» **Task prompt**
Print out every line, exactly as written.

Extracted data entries:

_ _ _ _ _ _ _

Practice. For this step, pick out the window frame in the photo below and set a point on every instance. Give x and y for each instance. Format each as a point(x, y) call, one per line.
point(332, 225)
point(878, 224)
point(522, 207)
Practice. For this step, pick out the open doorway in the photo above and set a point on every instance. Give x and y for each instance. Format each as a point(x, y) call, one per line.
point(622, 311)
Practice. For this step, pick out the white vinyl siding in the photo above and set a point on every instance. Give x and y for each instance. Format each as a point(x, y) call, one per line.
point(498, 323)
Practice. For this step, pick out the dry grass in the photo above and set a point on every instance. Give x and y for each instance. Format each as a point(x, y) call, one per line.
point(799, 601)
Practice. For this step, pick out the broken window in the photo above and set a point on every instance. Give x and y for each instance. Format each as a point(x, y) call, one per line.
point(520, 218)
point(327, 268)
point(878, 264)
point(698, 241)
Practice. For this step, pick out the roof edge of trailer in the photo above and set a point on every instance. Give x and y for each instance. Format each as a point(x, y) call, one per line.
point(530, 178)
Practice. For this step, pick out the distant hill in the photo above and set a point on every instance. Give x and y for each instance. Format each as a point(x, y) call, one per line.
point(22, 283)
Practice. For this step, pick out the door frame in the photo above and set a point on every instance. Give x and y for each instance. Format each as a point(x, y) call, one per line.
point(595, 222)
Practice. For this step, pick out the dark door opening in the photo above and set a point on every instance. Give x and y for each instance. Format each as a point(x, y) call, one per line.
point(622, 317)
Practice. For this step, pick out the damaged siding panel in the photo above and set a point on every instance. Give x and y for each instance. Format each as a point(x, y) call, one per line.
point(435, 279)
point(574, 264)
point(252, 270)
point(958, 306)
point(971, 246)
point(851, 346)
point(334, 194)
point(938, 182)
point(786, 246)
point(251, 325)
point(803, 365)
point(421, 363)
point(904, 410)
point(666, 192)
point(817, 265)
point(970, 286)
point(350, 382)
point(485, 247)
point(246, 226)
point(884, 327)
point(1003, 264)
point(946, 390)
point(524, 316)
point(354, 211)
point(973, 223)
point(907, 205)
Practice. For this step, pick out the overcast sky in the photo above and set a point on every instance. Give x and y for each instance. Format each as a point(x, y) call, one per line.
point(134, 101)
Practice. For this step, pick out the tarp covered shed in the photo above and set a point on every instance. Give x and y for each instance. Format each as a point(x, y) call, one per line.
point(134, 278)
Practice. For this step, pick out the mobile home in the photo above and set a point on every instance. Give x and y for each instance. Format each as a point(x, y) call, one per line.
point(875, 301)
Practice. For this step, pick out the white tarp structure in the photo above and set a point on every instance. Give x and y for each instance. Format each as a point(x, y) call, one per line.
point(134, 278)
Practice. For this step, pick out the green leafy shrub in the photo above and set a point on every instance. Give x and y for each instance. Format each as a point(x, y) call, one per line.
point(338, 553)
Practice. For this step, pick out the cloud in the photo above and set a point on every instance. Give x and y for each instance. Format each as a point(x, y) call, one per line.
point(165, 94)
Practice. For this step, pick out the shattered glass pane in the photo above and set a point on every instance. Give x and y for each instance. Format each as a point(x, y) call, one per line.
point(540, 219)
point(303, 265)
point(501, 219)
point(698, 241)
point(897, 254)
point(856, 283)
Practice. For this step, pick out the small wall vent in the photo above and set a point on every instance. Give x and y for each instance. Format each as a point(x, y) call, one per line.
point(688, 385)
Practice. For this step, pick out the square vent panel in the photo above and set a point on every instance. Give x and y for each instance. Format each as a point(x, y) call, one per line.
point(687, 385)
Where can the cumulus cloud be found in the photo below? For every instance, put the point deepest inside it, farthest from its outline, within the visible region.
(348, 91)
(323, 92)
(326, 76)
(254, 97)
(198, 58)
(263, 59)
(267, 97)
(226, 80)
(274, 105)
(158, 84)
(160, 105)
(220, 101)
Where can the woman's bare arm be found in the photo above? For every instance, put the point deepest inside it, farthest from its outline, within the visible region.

_ _ _ _ _ _ _

» **Finished answer**
Practice. For this step, pick out the window frame in the photo below and set a point on every instance. Give x and y for each instance. Format each as a point(x, y) call, one per line.
point(332, 225)
point(878, 224)
point(522, 207)
Practice. For this step, pick out the open doorway in the photo above and set a point on every instance. Give x and y for each instance. Format each as a point(x, y) call, one per line.
point(622, 311)
Practice. For this step, pick out the white vinyl siding in the photo above and set a point on every instance. Give x and y for each instance. Format each as a point(x, y) call, one per line.
point(498, 323)
Practice. For this step, pick out the dry grass in the photo above and set a point on every instance. Give x and y for each instance. Format each as a point(x, y) call, one per line.
point(799, 601)
Practice. For this step, pick out the broken window in the photo above and set a point on every instance. Give x and y for each instance. Format each as a point(x, y) call, one per line.
point(520, 218)
point(327, 268)
point(878, 264)
point(698, 241)
Practice. For this step, pick out the roof edge of trailer in the photo above and set a point on every instance. Give x and y for each instance. Format each as a point(x, y) call, one per line.
point(530, 178)
Practice. For this step, pick out the distant hill in the photo above and set a point on every instance. Give x and y for each instance. Format each as a point(x, y) call, one per line.
point(22, 283)
Practice. For this step, pick out the door frame in the photo above and set a point on every instance. Give x and y for each instance. Format each as a point(x, y) call, one per line.
point(595, 222)
Practice. For this step, pick out the dark door opening in the photo above and set a point on every instance. Give x and y for each instance. Format each as a point(x, y) call, one per line.
point(622, 317)
Practice. For this step, pick out the damaged siding panel in the photo above and set a point on every instance. Give x and y for each instance. Format each as a point(x, y) call, one per line.
point(435, 279)
point(574, 264)
point(252, 270)
point(958, 306)
point(971, 246)
point(851, 346)
point(334, 194)
point(938, 182)
point(786, 246)
point(251, 325)
point(803, 365)
point(421, 363)
point(904, 410)
point(666, 192)
point(817, 265)
point(970, 286)
point(350, 382)
point(485, 247)
point(246, 226)
point(884, 327)
point(1003, 264)
point(946, 390)
point(524, 316)
point(354, 211)
point(973, 223)
point(907, 205)
Practice. For this step, pick out the overcast sky in the photo above and set a point on every instance. Give x and y for each instance. Format each as a point(x, y) call, one per line.
point(134, 101)
Practice. For this step, pick out the tarp covered shed in the photo above and set a point on every instance. Give x and y for each instance. Format each as a point(x, y) call, one per line.
point(134, 278)
Practice. For this step, pick out the mobile home in the photo above and set a point on every instance. Give x and y for each instance. Format each as a point(x, y) call, one per line.
point(875, 301)
Practice. For this step, pick out the white tarp structure in the photo above and set a point on every instance. Give x and y for each instance. Format each as a point(x, y) call, one per line.
point(134, 278)
Practice. For this step, pick out the green leafy shrub in the photo above and set a point on every instance. Give x and y for each instance. Format each as a point(x, y) call, one per line.
point(338, 553)
Practice. For this step, pick out the cloud in the photo above and set a point on every instance. Give x and y for each instance. Format each as a point(x, y) call, one per line.
point(165, 94)
Practice. For this step, pick out the shattered glass pane in the photo above and set a point on every instance. Give x and y for each instance. Format each as a point(x, y) call, one per line.
point(540, 219)
point(303, 265)
point(501, 219)
point(698, 241)
point(897, 254)
point(856, 283)
Practice. For this step, pick out the small wall vent in the photo above and set a point on every instance. Give x and y for each instance. Format each as a point(x, y) call, one per line.
point(688, 385)
Practice. For this step, pick out the square vent panel in the photo above and set a point on every instance. Give x and y for each instance. Format each as a point(x, y) call, one per line.
point(687, 385)
Where can the cumulus cloud be found in the photo below? For every instance, put the point deepest inside it, farthest from its outline, within the visible region.
(348, 91)
(323, 92)
(326, 76)
(254, 97)
(198, 58)
(263, 59)
(267, 97)
(226, 80)
(274, 105)
(158, 84)
(160, 105)
(220, 101)
Where can the woman's bare arm be found in the photo above? For every instance, put the point deepest inside it, farthest from its outline, within the visible region.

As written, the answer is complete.